Records from a dataset
>> Begin

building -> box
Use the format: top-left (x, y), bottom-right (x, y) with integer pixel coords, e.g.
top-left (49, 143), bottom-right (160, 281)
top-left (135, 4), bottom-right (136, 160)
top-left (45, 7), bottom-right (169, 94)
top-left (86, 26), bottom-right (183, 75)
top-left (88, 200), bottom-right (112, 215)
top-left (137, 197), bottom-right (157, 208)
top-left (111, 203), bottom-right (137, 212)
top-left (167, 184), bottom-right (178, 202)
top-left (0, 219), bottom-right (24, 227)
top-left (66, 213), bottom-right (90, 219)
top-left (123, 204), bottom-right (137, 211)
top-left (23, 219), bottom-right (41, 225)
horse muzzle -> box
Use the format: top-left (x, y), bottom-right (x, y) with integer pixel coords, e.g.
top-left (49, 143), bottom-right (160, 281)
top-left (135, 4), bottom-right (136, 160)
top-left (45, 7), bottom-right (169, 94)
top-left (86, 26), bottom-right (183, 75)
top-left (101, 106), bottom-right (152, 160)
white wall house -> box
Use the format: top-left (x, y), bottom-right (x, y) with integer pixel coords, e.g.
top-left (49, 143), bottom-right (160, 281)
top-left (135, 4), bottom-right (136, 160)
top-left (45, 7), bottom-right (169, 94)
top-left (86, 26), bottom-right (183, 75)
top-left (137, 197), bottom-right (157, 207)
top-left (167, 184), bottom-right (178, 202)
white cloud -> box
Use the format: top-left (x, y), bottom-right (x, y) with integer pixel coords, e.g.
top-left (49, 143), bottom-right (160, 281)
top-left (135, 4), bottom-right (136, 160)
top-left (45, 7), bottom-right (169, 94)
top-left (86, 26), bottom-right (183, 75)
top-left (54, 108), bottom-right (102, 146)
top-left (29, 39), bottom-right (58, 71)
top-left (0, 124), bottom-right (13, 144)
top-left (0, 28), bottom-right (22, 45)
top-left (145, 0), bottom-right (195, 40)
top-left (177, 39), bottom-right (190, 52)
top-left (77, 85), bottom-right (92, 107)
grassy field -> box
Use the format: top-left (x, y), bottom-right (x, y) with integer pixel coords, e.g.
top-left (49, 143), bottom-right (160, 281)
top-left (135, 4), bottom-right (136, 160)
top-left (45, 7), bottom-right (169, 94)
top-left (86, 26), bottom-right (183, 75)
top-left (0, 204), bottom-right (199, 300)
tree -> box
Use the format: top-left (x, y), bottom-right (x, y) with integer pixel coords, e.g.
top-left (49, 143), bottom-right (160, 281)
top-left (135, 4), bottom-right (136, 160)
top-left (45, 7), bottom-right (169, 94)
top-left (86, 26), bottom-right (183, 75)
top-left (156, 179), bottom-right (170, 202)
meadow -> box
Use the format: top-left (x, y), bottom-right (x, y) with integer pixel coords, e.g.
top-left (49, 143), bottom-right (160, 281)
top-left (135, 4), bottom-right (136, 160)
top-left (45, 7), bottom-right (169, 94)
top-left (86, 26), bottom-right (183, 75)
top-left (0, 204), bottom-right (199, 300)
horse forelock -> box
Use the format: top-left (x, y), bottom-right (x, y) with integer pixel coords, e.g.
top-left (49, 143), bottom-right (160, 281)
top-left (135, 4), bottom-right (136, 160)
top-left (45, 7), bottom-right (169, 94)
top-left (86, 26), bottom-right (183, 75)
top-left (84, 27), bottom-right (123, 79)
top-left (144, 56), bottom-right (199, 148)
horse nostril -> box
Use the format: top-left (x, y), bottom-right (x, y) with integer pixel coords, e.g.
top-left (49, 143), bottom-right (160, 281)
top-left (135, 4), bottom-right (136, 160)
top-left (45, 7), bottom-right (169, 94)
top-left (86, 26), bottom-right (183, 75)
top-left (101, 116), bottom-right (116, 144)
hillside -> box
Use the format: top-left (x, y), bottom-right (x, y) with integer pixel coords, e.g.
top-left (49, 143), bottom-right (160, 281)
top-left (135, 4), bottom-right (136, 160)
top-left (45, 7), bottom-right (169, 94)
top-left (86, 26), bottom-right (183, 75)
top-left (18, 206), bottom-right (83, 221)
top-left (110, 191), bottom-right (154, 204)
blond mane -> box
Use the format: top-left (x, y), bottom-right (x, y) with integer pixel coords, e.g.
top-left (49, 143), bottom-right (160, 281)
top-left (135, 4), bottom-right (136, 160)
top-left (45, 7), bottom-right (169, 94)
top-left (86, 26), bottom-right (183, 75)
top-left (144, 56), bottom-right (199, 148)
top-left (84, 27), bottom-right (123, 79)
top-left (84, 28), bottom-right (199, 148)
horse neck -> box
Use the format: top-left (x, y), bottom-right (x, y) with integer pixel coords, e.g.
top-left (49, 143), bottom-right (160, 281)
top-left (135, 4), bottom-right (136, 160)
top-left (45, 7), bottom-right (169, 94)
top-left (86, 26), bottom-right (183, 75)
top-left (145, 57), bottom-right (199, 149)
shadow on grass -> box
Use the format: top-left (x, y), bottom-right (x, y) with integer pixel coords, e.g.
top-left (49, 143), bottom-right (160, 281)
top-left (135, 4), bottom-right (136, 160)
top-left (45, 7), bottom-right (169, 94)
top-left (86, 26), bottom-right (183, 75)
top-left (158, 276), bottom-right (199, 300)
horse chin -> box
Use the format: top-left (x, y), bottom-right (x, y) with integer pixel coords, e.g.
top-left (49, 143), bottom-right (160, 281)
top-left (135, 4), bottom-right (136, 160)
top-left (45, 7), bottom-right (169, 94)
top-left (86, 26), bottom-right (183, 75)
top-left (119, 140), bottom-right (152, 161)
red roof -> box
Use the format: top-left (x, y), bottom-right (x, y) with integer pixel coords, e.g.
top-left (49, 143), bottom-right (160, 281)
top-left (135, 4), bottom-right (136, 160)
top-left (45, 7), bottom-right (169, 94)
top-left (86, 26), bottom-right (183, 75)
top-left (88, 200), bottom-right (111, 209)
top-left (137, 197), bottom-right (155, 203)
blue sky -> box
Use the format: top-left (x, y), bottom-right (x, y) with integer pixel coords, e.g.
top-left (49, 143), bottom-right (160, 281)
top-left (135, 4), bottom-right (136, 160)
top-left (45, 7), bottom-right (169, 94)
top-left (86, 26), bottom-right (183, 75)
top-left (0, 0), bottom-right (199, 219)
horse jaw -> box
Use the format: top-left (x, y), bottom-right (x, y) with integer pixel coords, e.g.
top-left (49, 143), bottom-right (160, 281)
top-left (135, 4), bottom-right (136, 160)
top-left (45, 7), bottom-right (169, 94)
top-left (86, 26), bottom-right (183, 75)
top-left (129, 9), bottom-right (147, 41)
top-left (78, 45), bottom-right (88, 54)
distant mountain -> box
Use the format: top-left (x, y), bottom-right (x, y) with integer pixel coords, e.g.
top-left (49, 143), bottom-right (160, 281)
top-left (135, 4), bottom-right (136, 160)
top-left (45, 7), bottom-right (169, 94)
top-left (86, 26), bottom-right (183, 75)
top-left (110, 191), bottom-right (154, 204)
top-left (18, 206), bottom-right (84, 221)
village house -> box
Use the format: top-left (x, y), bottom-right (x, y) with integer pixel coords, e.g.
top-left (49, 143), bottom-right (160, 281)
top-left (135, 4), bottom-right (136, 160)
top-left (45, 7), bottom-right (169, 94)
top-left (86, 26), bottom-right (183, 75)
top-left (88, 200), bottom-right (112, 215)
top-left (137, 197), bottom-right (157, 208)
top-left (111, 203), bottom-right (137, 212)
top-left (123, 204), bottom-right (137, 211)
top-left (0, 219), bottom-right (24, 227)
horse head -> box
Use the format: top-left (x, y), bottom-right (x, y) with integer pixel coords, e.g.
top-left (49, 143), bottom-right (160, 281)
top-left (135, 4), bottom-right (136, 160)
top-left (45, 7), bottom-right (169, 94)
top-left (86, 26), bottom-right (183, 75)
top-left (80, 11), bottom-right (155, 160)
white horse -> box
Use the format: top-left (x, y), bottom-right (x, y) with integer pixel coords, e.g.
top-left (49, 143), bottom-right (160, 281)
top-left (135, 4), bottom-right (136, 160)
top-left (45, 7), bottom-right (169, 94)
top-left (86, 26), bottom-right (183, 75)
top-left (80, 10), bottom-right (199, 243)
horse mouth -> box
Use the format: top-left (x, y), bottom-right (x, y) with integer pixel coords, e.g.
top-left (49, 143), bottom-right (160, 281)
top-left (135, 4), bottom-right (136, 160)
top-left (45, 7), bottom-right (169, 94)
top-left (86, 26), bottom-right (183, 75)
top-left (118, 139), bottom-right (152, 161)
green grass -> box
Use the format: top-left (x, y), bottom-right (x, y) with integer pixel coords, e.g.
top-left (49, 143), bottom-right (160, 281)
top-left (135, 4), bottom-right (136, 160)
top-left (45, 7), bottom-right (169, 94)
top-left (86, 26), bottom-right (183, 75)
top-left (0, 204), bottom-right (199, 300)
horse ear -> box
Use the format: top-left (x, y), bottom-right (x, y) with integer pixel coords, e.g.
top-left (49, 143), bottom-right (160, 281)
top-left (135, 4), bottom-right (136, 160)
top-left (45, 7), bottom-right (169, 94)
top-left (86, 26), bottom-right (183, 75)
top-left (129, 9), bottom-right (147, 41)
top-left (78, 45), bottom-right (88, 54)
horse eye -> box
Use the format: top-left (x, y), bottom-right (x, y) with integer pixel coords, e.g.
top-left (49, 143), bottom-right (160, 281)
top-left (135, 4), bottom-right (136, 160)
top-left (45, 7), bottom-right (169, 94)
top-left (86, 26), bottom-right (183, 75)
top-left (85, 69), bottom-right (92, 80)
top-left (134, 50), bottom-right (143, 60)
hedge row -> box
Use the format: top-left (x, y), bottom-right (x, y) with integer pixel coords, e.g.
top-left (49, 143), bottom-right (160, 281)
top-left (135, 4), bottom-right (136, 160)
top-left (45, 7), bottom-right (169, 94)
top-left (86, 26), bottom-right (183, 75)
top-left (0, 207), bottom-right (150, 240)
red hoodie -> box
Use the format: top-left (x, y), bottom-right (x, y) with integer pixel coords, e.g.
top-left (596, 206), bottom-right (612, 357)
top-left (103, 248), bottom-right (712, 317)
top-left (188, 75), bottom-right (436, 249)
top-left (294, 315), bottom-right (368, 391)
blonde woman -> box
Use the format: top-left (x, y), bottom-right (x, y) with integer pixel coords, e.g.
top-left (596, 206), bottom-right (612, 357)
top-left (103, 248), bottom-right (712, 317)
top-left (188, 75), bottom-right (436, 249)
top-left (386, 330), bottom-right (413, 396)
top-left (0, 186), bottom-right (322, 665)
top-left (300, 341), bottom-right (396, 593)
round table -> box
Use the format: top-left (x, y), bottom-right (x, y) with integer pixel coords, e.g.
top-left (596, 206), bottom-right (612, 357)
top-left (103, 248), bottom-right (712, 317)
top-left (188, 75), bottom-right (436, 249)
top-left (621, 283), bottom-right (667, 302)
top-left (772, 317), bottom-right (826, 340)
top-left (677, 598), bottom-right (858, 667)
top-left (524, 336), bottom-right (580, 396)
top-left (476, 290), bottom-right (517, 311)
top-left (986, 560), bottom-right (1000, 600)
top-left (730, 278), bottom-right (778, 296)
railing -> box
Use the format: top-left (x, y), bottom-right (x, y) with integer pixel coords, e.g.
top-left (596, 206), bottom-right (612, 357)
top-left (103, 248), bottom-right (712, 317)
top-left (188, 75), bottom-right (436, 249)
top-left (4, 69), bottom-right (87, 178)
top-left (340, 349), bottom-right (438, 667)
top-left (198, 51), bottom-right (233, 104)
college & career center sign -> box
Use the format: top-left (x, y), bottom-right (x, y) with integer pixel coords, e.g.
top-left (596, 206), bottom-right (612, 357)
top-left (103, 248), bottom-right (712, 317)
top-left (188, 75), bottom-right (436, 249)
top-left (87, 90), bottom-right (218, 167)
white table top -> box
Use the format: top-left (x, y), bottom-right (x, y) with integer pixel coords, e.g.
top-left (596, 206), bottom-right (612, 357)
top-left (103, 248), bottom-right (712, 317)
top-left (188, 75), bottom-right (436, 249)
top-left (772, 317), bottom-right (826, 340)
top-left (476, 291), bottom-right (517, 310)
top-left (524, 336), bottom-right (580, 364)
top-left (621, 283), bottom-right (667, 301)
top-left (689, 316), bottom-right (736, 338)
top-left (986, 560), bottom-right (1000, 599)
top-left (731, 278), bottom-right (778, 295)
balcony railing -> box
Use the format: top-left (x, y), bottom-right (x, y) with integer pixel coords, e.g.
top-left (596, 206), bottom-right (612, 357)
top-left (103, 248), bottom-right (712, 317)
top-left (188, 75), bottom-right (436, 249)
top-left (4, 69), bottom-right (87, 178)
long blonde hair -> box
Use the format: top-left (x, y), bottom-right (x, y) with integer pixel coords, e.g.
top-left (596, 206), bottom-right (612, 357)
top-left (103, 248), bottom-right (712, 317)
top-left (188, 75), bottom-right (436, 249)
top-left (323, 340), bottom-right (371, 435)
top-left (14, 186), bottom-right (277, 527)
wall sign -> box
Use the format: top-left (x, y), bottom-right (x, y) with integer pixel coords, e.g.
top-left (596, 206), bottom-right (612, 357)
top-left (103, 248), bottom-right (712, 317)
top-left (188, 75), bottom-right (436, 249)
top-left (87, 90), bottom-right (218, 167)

>> End

### What is asked
Please copy the part of the data that opens with the line containing "horse head -> box" and closes with the line containing "top-left (80, 10), bottom-right (199, 243)", renaming every "pixel coords" to "pixel coordinates" and leaving everything else unchanged.

### Solution below
horse head -> box
Use the format: top-left (x, y), bottom-right (x, y) with integer pixel coordinates, e.g.
top-left (49, 143), bottom-right (160, 281)
top-left (135, 4), bottom-right (136, 160)
top-left (45, 7), bottom-right (169, 94)
top-left (86, 26), bottom-right (183, 75)
top-left (80, 11), bottom-right (155, 160)
white horse -> box
Use the format: top-left (x, y), bottom-right (x, y) with integer pixel coordinates, e.g.
top-left (49, 143), bottom-right (160, 281)
top-left (135, 4), bottom-right (136, 160)
top-left (45, 7), bottom-right (169, 94)
top-left (86, 26), bottom-right (183, 75)
top-left (80, 10), bottom-right (199, 243)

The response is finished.